:: Bloco de texto

Enquanto notícias corriam pela internet dando conta de que, pela primeira vez na história do concurso Miss Universo, 4 candidatas apresentavam suas fotos oficiais em um discreto topless, diante do cobiçadíssimo fotógrafo Fadil Berisha, as contradições se marcavam com contundência ainda mais gritante quando, na mesma competição, a Miss Indonésia 2010, uma jovem de 18 anos chamada Qory Sandioriva, recusava-se a vestir biquíni, considerado vestimenta imprópria pela religião islâmica praticada por aproximadamente 80% das pessoas de seu país.

Em respeito às tradições de seu povo, Qory Sandioriva foi fotografada com um ousado maiô, já que a religião muçulmana na Indonésia não seja tão fechada e radical quanto na maioria dos países árabes. Em geral, estes regimes teocráticos sequer permitem o envio de misses a eventos como estes e vivenciam fortes polêmicas quando a moda local indica, por exemplo, a solução do burkíni (uma pequena burka para a praia, muito adotado pelas mulheres árabes) para o lazer em áreas públicas, pois mesmo estes trajes são considerados já bastante avançadinhos.

::::

* [O que se pede]:
1) Enumere todas as peças de vestuário que o texto cita.
2) Por favor, informe que idade o texto atribui a Qory Sandioriva.
As linhas a seguir vêm de outra fonte.

:: Extrato dos dados

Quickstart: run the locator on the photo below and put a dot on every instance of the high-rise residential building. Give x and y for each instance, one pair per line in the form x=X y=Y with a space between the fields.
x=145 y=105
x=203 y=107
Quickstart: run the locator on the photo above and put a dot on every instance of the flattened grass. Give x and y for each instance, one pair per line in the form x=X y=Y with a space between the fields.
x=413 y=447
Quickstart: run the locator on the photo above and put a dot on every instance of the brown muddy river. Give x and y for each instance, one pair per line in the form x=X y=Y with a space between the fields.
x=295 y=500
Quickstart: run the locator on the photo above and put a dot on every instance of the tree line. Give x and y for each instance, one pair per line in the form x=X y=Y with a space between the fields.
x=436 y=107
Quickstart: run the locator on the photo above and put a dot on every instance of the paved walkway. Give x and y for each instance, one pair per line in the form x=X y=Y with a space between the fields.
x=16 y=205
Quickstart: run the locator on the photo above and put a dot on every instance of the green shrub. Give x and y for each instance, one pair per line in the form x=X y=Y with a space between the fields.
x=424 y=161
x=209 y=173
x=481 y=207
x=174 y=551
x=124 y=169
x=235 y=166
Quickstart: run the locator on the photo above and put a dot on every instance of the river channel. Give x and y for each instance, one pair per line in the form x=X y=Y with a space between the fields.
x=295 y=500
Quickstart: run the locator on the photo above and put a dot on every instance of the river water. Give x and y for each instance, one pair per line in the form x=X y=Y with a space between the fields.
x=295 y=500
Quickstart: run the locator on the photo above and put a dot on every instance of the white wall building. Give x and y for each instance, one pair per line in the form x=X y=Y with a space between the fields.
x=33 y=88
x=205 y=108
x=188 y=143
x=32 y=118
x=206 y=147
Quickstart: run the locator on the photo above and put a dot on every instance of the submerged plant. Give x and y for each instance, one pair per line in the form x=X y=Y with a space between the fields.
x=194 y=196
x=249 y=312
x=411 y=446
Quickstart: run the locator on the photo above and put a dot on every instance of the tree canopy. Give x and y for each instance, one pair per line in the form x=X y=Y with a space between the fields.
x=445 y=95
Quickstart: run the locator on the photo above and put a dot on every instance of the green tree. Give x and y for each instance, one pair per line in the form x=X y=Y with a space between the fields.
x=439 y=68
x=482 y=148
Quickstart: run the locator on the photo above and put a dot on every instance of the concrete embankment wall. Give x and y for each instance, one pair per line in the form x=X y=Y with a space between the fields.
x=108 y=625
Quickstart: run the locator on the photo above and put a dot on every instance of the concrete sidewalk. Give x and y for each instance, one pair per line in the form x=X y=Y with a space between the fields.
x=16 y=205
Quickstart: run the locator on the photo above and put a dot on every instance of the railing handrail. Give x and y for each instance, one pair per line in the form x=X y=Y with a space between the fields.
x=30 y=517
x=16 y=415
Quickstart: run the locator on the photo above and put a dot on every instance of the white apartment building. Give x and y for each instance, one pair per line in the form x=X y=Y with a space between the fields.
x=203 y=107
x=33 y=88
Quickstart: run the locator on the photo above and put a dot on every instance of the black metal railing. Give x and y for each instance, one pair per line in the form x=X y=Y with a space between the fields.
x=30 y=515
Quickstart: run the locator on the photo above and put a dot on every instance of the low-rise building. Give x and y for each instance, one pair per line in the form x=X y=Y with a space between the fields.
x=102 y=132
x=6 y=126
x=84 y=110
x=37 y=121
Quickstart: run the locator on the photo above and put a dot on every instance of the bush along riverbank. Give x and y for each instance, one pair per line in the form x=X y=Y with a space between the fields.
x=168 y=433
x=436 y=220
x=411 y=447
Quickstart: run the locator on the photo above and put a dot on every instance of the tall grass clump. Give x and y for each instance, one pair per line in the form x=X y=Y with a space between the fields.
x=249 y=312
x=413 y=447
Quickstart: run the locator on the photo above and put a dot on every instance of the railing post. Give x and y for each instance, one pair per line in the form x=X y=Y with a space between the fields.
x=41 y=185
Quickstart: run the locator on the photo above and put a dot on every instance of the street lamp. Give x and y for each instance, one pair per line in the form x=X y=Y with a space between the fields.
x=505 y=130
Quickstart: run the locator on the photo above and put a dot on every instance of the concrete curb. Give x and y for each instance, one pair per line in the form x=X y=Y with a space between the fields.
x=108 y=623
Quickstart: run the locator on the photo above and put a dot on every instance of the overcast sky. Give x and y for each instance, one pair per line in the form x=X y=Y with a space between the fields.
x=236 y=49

::::

* [Respostas esperadas]:
1) Biquíni, maiô, burkíni e burka.

2) 18 anos.